How many lines in the records contain the string "marking"? Reply with the number only.

-- begin --

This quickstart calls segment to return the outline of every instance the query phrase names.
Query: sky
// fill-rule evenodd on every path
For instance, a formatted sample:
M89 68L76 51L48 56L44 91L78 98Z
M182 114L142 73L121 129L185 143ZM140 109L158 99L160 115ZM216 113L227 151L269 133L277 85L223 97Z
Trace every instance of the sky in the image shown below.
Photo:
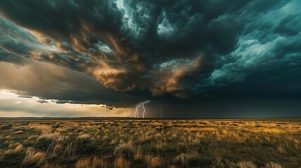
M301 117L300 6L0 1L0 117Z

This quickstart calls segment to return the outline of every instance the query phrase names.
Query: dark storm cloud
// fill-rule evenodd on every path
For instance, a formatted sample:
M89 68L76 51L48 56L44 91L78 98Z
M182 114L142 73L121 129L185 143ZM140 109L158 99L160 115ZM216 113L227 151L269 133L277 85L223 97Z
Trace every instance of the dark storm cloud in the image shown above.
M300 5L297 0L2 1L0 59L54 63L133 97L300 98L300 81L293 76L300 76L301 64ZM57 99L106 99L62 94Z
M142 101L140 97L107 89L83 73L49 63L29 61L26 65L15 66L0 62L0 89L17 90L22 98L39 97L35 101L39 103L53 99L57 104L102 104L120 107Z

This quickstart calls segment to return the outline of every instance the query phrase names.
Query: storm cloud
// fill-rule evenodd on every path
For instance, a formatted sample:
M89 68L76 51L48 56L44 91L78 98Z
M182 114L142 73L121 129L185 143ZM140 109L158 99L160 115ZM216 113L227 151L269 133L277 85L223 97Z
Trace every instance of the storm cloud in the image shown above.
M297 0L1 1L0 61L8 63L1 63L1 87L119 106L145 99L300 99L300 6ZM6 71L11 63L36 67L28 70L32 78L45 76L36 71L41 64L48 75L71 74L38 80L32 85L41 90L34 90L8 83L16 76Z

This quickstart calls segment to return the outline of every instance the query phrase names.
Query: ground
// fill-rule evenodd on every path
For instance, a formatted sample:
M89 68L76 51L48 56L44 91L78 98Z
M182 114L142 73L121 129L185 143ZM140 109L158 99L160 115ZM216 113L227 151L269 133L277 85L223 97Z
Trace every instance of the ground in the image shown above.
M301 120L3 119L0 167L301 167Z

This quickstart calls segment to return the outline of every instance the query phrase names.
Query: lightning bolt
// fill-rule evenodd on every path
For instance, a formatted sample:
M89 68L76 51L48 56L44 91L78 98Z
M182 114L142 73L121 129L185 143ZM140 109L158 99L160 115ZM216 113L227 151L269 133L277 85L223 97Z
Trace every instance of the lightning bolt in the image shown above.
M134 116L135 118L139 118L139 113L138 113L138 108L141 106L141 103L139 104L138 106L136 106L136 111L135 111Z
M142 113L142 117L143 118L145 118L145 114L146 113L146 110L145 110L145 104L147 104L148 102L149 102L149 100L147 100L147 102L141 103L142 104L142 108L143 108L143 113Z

-- end --
-- begin --

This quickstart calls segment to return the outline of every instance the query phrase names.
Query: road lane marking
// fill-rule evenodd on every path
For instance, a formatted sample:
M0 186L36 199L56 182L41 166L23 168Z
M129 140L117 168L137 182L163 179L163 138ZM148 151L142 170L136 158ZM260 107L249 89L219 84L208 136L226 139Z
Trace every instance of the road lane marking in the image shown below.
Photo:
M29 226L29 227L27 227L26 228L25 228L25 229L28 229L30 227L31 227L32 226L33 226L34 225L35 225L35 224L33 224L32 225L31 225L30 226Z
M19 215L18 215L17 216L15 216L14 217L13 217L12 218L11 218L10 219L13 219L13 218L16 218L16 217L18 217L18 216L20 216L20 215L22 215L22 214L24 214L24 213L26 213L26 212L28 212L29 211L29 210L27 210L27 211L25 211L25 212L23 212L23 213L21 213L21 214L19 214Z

-- end --

Full response →
2